§ Trecho selecionado
^^^^

Quem não paga o financiamento de um veículo está sujeito a uma temida medida judicial: a ação de busca e apreensão.
Essa ação, de tramitação muito rápida, geralmente tem um pedido de liminar para apreensão do veículo que, na maior parte dos casos, é concedida sem maiores dificuldades e logo de início, pelo magistrado, sem nem ouvir a outra parte, o devedor.
Apreendido o veículo, o desespero toma conta de quem teve o seu automóvel levado pelo Oficial de Justiça.
Em alguns casos, essa apreensão seguiu todos os procedimentos exigidos pelo Decreto-Lei nº 911/69, legislação específica aplicável a esse tipo de garantia (alienação fiduciária de bem móvel), e será melhor o devedor realizar o pagamento do débito para reaver o veículo.
Noutras circunstâncias, pode ser que tenha havido alguma irregularidade no procedimento da busca e apreensão, tornando-a nula e determinando a devolução do veículo, como expliquei nesse outro texto: O que os bancos não te contam sobre a busca e apreensão de veículo
Mesmo que seja constata alguma irregularidade, pode ter havido a venda do veículo, em leilão, pela instituição financeira que realizou a busca e apreensão.
E, nesse caso, surge a possibilidade daquele que foi prejudicado pela venda, o comprador que sofreu a busca e apreensão irregular, pedir uma indenização específica prevista na legislação que regula essa ação.
A multa de 50% prevista no Decreto-Lei nº 911/69
Essa multa de 50% está prevista no art. 3º, § 6º, do Decreto-Lei nº 911/69, que diz o seguinte:
§ 6º. Na sentença que decretar a improcedência da ação de busca e apreensão, o juiz condenará o credor fiduciário ao pagamento de multa, em favor do devedor fiduciante, equivalente a cinquenta por cento do valor originalmente financiado, devidamente atualizado, caso o bem já tenha sido alienado.
O dispositivo é de fácil compreensão. A penalidade é de cinquenta por cento sobre o valor originalmente financiado, com a aplicação de atualização sobre esse valor. E ela será exigível quando houver a improcedência da ação de busca e apreensão e o veículo apreendido já tiver sido vendido em leilão.
Essa venda poderá ter ocorrido porque, passado o prazo de 5 (cinco) dias que o devedor tem para realizar a purgação da mora, a lei permite (art. 3º, §1º) que o credor consolide a propriedade do veículo em seu nome, podendo vender o bem sem qualquer necessidade de esperar o desenrolar final do processo de busca e apreensão.
Essa venda, contudo, não isenta o credor de arcar com eventual prejuízo ao comprador que perdeu o seu veículo na busca e apreensão. Por isso, há uma multa em patamar razoável para que a instituição que procedeu com uma busca e apreensão de forma irregular arque.
Motivos que permitem a aplicação da multa
A multa é aplicada sempre que houver o julgamento da ação de busca e apreensão pela sua improcedência ou julgamento sem resolução do mérito, como na situação em que a notificação realizada foi feita de modo incorreto.

^^^^

§ Enunciado 1
Reescreva de forma mais concisa o parágrafo do trecho que começa com "O dispositivo é de fácil compreensão", preservando seus fatos principais.
§ Enunciado 2
Copie do trecho, sem nenhuma alteração, a passagem que vai de "Apreendido o veículo, o" até "realizou a busca e apreensão.".

§ Material fornecido
^^^^

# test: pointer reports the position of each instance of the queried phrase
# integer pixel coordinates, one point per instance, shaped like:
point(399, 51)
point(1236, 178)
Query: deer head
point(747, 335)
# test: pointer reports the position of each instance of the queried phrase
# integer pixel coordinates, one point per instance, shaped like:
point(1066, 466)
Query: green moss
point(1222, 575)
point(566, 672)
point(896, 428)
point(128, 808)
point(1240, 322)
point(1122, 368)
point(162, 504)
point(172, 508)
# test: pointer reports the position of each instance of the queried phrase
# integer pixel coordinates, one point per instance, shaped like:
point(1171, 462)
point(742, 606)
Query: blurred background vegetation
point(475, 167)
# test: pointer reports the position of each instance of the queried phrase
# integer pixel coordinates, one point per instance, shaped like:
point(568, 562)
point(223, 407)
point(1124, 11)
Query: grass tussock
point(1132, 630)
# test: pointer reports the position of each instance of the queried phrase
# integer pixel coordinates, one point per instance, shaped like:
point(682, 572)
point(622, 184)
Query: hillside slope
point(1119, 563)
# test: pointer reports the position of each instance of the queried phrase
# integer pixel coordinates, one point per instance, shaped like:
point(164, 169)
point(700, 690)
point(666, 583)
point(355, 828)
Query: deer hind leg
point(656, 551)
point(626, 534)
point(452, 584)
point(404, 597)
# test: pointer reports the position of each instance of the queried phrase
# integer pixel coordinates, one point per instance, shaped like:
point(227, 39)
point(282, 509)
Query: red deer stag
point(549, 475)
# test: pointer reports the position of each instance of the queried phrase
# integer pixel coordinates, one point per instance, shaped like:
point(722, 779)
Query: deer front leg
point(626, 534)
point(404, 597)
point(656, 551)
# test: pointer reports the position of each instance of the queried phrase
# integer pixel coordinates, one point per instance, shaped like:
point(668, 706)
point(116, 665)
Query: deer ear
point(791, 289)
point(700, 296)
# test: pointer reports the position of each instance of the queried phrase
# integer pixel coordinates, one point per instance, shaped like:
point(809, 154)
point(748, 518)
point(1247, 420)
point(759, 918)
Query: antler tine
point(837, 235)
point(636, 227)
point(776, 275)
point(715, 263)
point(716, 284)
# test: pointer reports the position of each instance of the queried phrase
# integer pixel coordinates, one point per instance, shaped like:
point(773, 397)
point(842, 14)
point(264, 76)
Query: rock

^^^^

§ Resposta redigida 1
A multa corresponde a 50% do valor originalmente financiado, devidamente atualizado, e pode ser exigida quando a ação de busca e apreensão é julgada improcedente e o veículo apreendido já foi vendido em leilão.

§ Resposta redigida 2
Apreendido o veículo, o desespero toma conta de quem teve o seu automóvel levado pelo Oficial de Justiça.
Em alguns casos, essa apreensão seguiu todos os procedimentos exigidos pelo Decreto-Lei nº 911/69, legislação específica aplicável a esse tipo de garantia (alienação fiduciária de bem móvel), e será melhor o devedor realizar o pagamento do débito para reaver o veículo.
Noutras circunstâncias, pode ser que tenha havido alguma irregularidade no procedimento da busca e apreensão, tornando-a nula e determinando a devolução do veículo, como expliquei nesse outro texto: O que os bancos não te contam sobre a busca e apreensão de veículo
Mesmo que seja constata alguma irregularidade, pode ter havido a venda do veículo, em leilão, pela instituição financeira que realizou a busca e apreensão.